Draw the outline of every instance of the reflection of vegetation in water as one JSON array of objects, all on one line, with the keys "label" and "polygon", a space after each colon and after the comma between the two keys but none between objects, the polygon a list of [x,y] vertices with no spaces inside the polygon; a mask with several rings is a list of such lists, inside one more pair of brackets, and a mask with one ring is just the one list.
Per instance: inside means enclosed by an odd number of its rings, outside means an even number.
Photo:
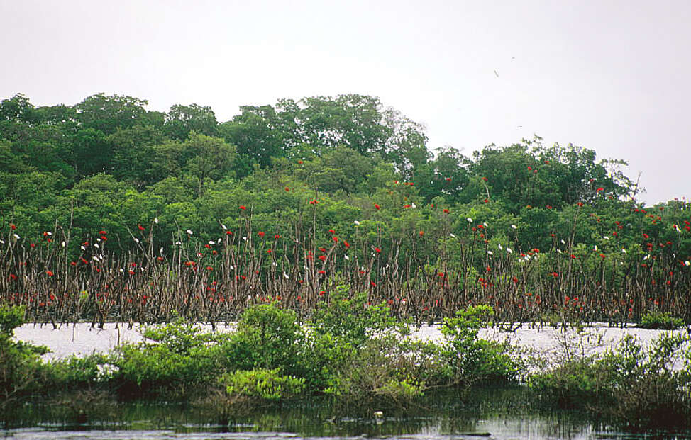
[{"label": "reflection of vegetation in water", "polygon": [[138,431],[172,430],[192,432],[289,432],[310,436],[365,435],[397,436],[424,434],[434,437],[464,433],[497,434],[499,431],[518,434],[553,434],[582,432],[587,422],[577,413],[539,412],[530,403],[521,388],[477,389],[461,402],[458,394],[446,390],[429,396],[429,405],[406,409],[387,409],[381,421],[372,412],[353,409],[343,413],[325,397],[293,401],[255,408],[250,413],[236,416],[227,423],[210,422],[207,409],[160,402],[101,402],[94,408],[107,418],[79,424],[65,417],[57,402],[33,402],[14,419],[13,426],[42,425],[50,429],[126,429]]},{"label": "reflection of vegetation in water", "polygon": [[21,310],[5,308],[0,373],[2,403],[10,410],[3,417],[24,423],[26,414],[16,404],[43,395],[50,402],[41,406],[45,417],[63,424],[118,423],[123,416],[113,412],[114,402],[145,398],[153,406],[178,402],[170,407],[185,413],[141,419],[146,426],[178,426],[184,419],[231,430],[251,423],[260,431],[302,431],[318,420],[320,429],[335,432],[401,434],[409,425],[411,431],[459,432],[485,423],[477,414],[535,414],[526,405],[535,395],[526,393],[536,391],[544,402],[556,398],[619,426],[679,426],[691,419],[685,388],[691,349],[680,335],[645,349],[625,339],[599,356],[574,350],[565,339],[564,359],[533,375],[531,388],[497,391],[477,387],[518,386],[526,367],[511,346],[478,337],[491,308],[459,311],[445,320],[443,341],[420,342],[385,305],[369,305],[366,295],[348,293],[337,290],[342,296],[302,325],[294,312],[264,305],[248,309],[233,333],[204,333],[179,320],[146,329],[151,339],[111,354],[52,363],[10,337]]}]

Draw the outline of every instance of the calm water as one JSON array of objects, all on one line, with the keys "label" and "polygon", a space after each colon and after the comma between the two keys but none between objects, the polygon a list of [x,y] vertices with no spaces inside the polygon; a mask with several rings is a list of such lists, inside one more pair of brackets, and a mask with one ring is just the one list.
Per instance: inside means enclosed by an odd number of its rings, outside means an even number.
[{"label": "calm water", "polygon": [[[210,329],[210,327],[207,327]],[[219,327],[231,331],[229,327]],[[52,326],[26,325],[15,332],[21,340],[48,346],[46,359],[71,354],[107,351],[119,343],[138,342],[135,327],[108,324],[103,329],[88,324]],[[595,326],[585,336],[551,328],[523,327],[515,332],[483,331],[482,337],[508,337],[536,352],[558,355],[565,344],[592,351],[603,350],[634,334],[643,343],[659,331]],[[438,340],[433,327],[424,327],[416,337]],[[382,417],[374,412],[381,410]],[[319,400],[301,401],[282,407],[242,411],[231,416],[219,414],[211,405],[123,404],[96,395],[87,404],[34,402],[0,414],[0,437],[11,439],[691,439],[691,431],[656,436],[620,431],[589,420],[582,414],[538,409],[521,390],[480,390],[463,396],[440,393],[424,403],[402,409],[378,407],[333,408]]]},{"label": "calm water", "polygon": [[[99,405],[104,405],[103,408]],[[656,436],[625,433],[569,412],[538,410],[520,390],[480,390],[463,400],[454,393],[431,396],[406,409],[333,408],[319,401],[265,408],[219,421],[208,406],[92,405],[80,420],[69,404],[27,405],[11,439],[691,439],[691,433]]]}]

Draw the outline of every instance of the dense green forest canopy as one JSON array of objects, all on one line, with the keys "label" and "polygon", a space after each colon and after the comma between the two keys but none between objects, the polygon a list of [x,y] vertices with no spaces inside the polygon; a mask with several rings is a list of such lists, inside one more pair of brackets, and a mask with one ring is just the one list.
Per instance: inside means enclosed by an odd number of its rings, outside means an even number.
[{"label": "dense green forest canopy", "polygon": [[[522,245],[541,249],[555,231],[567,235],[576,208],[607,219],[606,227],[576,228],[588,244],[643,208],[621,161],[598,161],[573,145],[545,147],[538,137],[472,157],[453,147],[433,154],[420,124],[375,97],[281,99],[241,107],[223,123],[208,106],[163,113],[147,103],[104,94],[74,106],[37,107],[21,94],[3,100],[1,227],[21,225],[27,236],[56,224],[84,235],[107,230],[126,249],[127,230],[155,218],[165,225],[162,242],[180,229],[212,238],[220,224],[237,224],[240,205],[278,230],[319,200],[325,227],[376,220],[392,231],[429,229],[443,213],[458,224],[468,217],[521,224]],[[684,207],[660,208],[668,205]],[[685,225],[678,217],[673,222]],[[663,233],[656,227],[649,232]]]}]

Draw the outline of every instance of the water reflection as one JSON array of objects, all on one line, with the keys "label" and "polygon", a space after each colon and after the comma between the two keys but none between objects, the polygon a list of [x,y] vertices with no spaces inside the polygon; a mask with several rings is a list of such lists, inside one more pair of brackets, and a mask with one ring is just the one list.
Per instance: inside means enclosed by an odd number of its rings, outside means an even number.
[{"label": "water reflection", "polygon": [[[582,414],[538,409],[524,389],[480,389],[430,395],[404,408],[334,406],[312,398],[219,420],[208,405],[122,403],[95,399],[90,407],[67,400],[35,402],[3,414],[12,439],[651,439],[598,426]],[[79,417],[82,417],[80,419]],[[659,438],[690,439],[686,433]]]}]

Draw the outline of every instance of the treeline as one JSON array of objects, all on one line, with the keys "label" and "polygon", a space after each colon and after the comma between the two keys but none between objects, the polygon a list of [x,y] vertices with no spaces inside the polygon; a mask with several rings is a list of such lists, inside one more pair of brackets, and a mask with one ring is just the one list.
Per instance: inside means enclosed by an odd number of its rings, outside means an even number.
[{"label": "treeline", "polygon": [[[432,154],[419,124],[359,95],[221,123],[146,104],[0,103],[4,300],[57,320],[211,320],[279,297],[314,305],[347,283],[431,319],[477,303],[506,319],[691,317],[689,205],[636,203],[621,161],[539,137]],[[209,288],[215,311],[191,305]]]}]

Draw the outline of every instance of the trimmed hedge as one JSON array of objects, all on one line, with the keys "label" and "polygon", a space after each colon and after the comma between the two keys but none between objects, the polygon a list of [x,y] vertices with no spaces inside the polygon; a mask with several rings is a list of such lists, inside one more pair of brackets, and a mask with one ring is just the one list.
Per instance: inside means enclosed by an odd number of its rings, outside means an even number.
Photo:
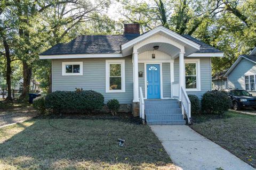
[{"label": "trimmed hedge", "polygon": [[33,107],[40,111],[42,114],[45,114],[45,99],[44,96],[39,96],[33,100]]},{"label": "trimmed hedge", "polygon": [[116,99],[109,100],[107,104],[108,107],[110,109],[112,115],[116,115],[116,112],[118,111],[120,107],[120,104],[118,100]]},{"label": "trimmed hedge", "polygon": [[191,103],[191,112],[192,114],[197,114],[200,111],[200,100],[197,96],[188,95],[188,98]]},{"label": "trimmed hedge", "polygon": [[202,110],[208,114],[223,114],[231,107],[231,101],[226,93],[212,90],[205,93],[202,98]]},{"label": "trimmed hedge", "polygon": [[57,91],[45,97],[46,109],[55,113],[90,112],[101,109],[103,105],[103,95],[93,90]]}]

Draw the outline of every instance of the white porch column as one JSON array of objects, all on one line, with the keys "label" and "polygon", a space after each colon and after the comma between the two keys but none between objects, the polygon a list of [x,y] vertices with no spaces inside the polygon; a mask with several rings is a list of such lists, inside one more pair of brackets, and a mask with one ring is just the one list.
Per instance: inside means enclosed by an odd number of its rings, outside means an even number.
[{"label": "white porch column", "polygon": [[139,75],[138,52],[133,52],[133,102],[139,102]]},{"label": "white porch column", "polygon": [[179,78],[180,78],[180,89],[179,89],[179,99],[180,101],[181,100],[181,87],[184,86],[184,81],[185,81],[185,70],[184,68],[184,54],[185,54],[183,52],[180,52],[179,55],[179,68],[180,68],[180,72],[179,72]]}]

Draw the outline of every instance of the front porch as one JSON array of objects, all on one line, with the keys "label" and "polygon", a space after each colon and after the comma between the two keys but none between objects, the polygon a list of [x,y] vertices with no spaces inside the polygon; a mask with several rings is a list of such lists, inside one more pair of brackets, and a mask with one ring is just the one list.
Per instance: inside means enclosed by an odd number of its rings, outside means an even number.
[{"label": "front porch", "polygon": [[[124,55],[132,52],[133,115],[151,124],[183,124],[185,117],[190,123],[185,57],[185,54],[188,56],[199,50],[200,45],[165,28],[156,30],[121,47]],[[199,70],[199,60],[195,63],[193,69]],[[192,84],[198,89],[199,71],[192,78],[196,79]]]},{"label": "front porch", "polygon": [[185,124],[179,100],[145,100],[145,120],[149,125]]}]

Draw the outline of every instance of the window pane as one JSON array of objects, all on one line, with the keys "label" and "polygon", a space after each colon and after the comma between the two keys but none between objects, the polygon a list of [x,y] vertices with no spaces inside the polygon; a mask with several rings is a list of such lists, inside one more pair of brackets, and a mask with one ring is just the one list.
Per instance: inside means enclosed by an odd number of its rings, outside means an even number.
[{"label": "window pane", "polygon": [[251,91],[254,91],[254,83],[251,83]]},{"label": "window pane", "polygon": [[251,83],[254,82],[254,75],[250,75],[250,82]]},{"label": "window pane", "polygon": [[109,90],[122,90],[121,78],[109,78]]},{"label": "window pane", "polygon": [[80,73],[80,65],[73,65],[73,73]]},{"label": "window pane", "polygon": [[245,84],[245,90],[249,91],[249,84]]},{"label": "window pane", "polygon": [[186,88],[196,89],[196,76],[186,76]]},{"label": "window pane", "polygon": [[121,64],[111,64],[110,68],[110,76],[121,76]]},{"label": "window pane", "polygon": [[66,73],[72,73],[72,65],[66,65]]},{"label": "window pane", "polygon": [[248,83],[249,82],[249,76],[245,76],[245,83]]},{"label": "window pane", "polygon": [[186,63],[185,74],[186,75],[196,75],[196,64]]}]

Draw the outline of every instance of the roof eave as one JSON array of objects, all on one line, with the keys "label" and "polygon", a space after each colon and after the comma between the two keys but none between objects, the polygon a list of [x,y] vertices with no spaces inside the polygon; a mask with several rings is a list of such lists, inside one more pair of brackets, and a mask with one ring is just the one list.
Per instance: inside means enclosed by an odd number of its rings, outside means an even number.
[{"label": "roof eave", "polygon": [[188,57],[222,57],[224,56],[224,53],[194,53],[188,56]]},{"label": "roof eave", "polygon": [[65,59],[65,58],[119,58],[123,57],[121,53],[105,53],[105,54],[62,54],[39,55],[39,59]]},{"label": "roof eave", "polygon": [[200,45],[162,26],[156,27],[155,28],[149,31],[148,32],[143,35],[141,35],[140,36],[122,45],[121,49],[122,50],[123,50],[126,48],[134,45],[136,43],[149,37],[149,36],[153,35],[154,35],[155,33],[157,33],[157,32],[159,32],[159,31],[162,31],[164,33],[165,33],[167,35],[170,35],[170,36],[173,37],[174,38],[177,38],[177,39],[179,39],[180,40],[183,42],[184,43],[186,43],[190,45],[192,47],[195,48],[197,50],[200,49],[200,47],[201,46]]}]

DIRECTION. Please count the lines in the data above that contain the string "white", treating uppercase and lowercase letters as different. Reply with the number alone.

OUTPUT FOR THIS TASK. 2